(begin)

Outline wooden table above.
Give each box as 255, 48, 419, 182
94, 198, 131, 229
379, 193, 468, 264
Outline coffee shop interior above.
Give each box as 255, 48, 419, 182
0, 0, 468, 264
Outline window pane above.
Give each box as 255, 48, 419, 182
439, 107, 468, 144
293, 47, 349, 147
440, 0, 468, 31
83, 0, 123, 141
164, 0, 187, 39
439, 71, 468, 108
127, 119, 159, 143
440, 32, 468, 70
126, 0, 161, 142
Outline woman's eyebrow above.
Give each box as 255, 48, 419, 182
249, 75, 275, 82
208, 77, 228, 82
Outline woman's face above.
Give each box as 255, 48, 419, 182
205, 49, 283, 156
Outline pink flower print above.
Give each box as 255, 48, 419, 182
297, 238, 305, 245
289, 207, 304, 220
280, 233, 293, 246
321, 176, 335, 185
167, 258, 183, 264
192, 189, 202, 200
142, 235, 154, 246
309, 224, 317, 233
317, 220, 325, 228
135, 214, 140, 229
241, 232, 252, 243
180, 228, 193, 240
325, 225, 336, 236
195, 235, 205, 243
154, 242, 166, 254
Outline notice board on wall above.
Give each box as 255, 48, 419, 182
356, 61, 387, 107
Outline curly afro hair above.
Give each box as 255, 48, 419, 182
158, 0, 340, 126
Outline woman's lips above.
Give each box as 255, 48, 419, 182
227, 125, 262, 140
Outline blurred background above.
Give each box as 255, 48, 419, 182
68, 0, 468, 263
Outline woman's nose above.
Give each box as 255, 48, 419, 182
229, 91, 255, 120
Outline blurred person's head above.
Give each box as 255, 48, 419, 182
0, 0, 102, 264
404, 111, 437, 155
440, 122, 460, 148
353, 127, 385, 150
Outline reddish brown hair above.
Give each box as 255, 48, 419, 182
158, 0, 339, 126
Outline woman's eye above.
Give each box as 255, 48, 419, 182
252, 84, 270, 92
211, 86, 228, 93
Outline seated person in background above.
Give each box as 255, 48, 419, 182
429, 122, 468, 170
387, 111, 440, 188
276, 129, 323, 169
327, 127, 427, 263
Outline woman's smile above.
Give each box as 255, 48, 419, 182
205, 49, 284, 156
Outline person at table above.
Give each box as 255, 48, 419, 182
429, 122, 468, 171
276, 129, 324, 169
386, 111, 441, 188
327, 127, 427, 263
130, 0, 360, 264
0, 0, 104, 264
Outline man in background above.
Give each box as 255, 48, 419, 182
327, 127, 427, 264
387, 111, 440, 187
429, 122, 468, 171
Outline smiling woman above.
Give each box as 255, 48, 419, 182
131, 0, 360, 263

(end)
(begin)

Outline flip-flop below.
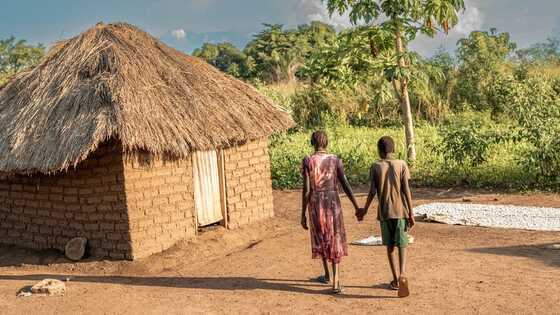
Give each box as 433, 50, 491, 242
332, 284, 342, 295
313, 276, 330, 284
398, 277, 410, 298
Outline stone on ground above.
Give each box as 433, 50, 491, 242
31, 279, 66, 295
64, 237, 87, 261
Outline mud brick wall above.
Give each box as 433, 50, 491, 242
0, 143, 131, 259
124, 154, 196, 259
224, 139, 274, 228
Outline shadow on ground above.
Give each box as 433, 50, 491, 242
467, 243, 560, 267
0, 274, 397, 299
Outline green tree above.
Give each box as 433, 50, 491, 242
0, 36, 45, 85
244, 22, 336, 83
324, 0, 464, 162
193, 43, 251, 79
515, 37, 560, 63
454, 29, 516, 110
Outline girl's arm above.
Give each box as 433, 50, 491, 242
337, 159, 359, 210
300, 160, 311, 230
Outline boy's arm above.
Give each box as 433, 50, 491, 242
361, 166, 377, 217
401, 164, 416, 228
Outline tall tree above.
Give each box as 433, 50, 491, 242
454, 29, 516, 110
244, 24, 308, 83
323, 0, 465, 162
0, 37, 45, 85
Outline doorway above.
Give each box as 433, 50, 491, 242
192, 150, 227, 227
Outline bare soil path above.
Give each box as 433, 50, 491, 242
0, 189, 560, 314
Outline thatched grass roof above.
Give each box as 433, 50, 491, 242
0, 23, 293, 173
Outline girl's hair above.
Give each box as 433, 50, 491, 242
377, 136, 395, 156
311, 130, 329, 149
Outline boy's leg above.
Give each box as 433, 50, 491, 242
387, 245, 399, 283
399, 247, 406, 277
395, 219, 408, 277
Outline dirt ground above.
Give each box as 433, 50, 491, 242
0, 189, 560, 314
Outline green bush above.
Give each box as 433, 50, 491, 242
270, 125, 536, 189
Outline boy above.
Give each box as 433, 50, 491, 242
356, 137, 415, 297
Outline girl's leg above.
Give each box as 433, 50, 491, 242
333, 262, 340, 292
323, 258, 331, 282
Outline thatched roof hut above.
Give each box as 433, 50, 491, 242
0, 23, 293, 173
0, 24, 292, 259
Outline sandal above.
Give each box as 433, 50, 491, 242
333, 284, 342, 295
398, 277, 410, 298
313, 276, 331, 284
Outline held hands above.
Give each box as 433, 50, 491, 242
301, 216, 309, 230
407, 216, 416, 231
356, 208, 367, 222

(end)

Render everything above from the line containing "Outline blurred background above." down to the line containing "211, 86, 228, 93", both included, as a Markdown table with the columns Number and Entry. Give each nonblank line its own row, numbered in order.

| Number | Entry |
|---|---|
| 1 | Outline blurred background above. |
| 2 | Give each box as 255, 48, 419, 182 |
| 3 | 68, 0, 468, 263 |
| 4 | Outline woman's nose above. |
| 5 | Give each box as 255, 48, 419, 182 |
| 6 | 229, 91, 255, 120 |
| 7 | Outline blurred person's head above. |
| 8 | Give each box as 255, 48, 419, 182 |
| 9 | 0, 0, 102, 264 |
| 10 | 404, 111, 437, 155 |
| 11 | 440, 122, 460, 148 |
| 12 | 353, 127, 385, 150 |
| 13 | Outline reddish brown hair above. |
| 14 | Give each box as 255, 48, 419, 182 |
| 15 | 158, 0, 339, 126 |
| 16 | Outline woman's eye above. |
| 17 | Give each box as 255, 48, 419, 182 |
| 18 | 252, 84, 270, 92 |
| 19 | 211, 86, 228, 93 |